### Short exercise
Copy the stretch of the listing from the line containing "of the corroded" through the end of the listing, swapping "drilled" for "bored" and keeping everything else the same. Return only those lines.

### Entries
◆ ◆ ◆

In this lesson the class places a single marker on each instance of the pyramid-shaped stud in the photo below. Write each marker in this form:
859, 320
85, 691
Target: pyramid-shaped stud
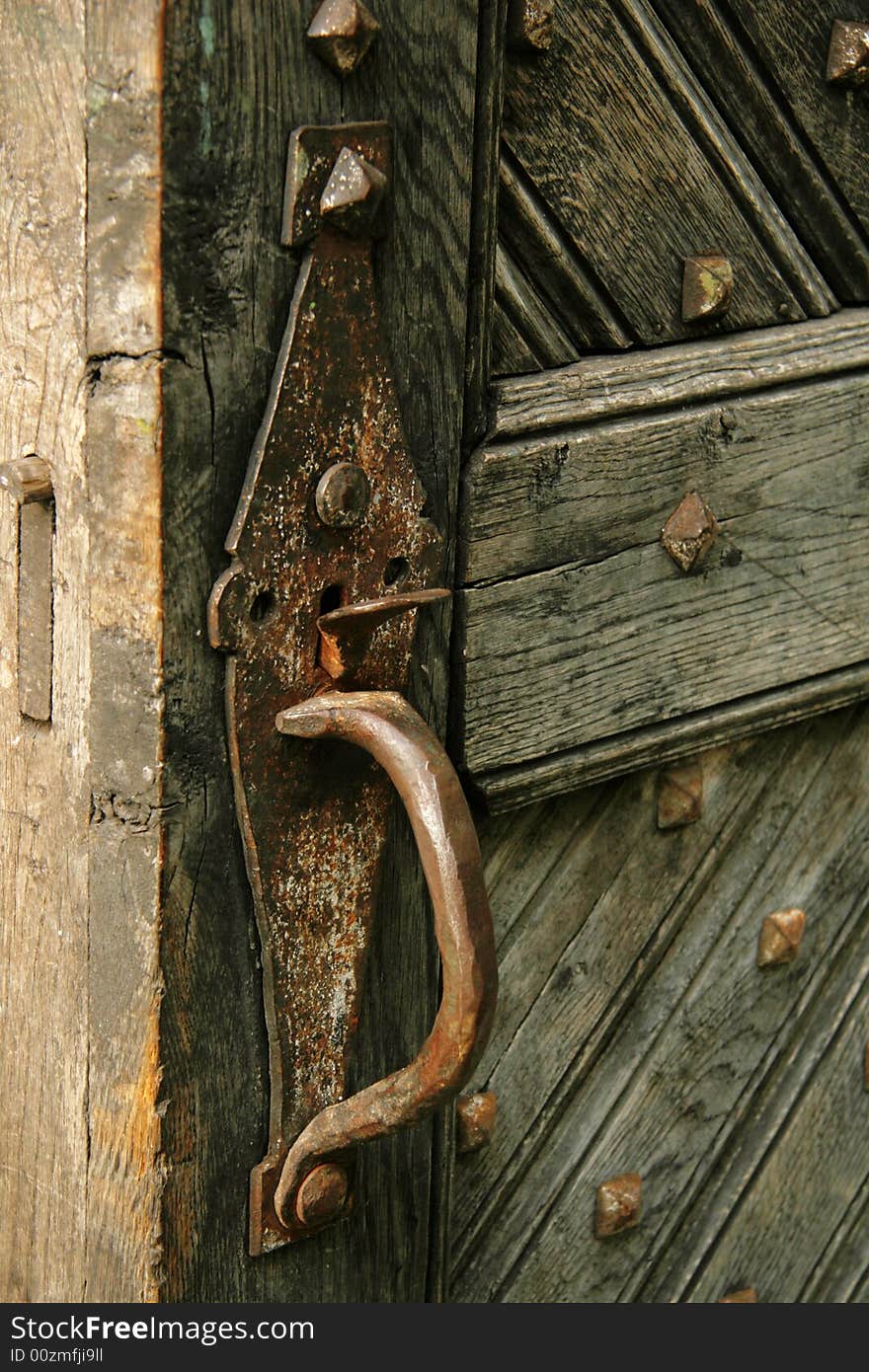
618, 1203
341, 34
352, 195
707, 287
847, 59
689, 531
530, 25
780, 938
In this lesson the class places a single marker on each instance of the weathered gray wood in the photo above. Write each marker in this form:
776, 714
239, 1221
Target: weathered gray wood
749, 95
504, 788
636, 1031
479, 343
640, 169
619, 637
36, 530
44, 800
528, 315
235, 88
552, 264
605, 387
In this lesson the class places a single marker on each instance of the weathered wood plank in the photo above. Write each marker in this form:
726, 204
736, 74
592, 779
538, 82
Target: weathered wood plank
654, 1041
619, 636
605, 387
792, 41
126, 697
641, 172
551, 263
235, 88
44, 795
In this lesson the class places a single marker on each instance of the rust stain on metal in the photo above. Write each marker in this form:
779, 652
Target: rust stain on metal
475, 1119
341, 34
781, 935
530, 25
322, 1195
679, 795
618, 1203
342, 495
345, 634
707, 287
28, 481
390, 731
313, 815
847, 58
689, 533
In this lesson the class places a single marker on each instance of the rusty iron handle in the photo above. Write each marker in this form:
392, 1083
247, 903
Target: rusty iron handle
393, 732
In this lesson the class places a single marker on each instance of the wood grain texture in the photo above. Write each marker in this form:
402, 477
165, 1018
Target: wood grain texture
636, 1033
125, 453
640, 171
618, 634
238, 80
753, 102
44, 795
791, 42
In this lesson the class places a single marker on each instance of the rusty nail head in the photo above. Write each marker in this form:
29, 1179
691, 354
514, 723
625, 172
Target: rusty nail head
689, 531
780, 938
342, 495
618, 1203
475, 1117
679, 795
352, 195
530, 24
323, 1193
847, 59
707, 287
28, 479
341, 34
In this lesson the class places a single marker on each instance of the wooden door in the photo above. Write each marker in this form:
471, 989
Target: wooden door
659, 759
633, 726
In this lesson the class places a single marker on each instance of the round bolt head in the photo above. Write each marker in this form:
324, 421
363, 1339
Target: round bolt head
475, 1117
847, 59
342, 495
341, 34
689, 531
780, 938
322, 1195
618, 1203
707, 287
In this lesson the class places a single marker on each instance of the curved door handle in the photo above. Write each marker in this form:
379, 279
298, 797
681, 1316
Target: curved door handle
312, 1185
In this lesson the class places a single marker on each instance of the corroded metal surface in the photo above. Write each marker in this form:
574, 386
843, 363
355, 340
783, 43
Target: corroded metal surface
689, 531
618, 1205
28, 481
847, 59
679, 795
707, 288
313, 847
391, 731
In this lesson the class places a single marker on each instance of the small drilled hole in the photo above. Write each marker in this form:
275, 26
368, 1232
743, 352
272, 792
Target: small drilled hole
263, 605
331, 598
396, 571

◆ ◆ ◆

### Exercise response
In this lesson the class places a single marker on each instance of the corroded metal surface in the photo above. Write each marker in this form:
574, 386
843, 363
355, 340
783, 43
Target: corroded metal surface
689, 531
618, 1205
28, 481
847, 59
679, 795
707, 288
313, 847
391, 731
In this lesson the class places a single marker on each instance of the small bored hole in the photo above. Write each marker in this form:
275, 26
368, 1232
743, 352
272, 792
Target: small bored hole
263, 605
331, 598
396, 571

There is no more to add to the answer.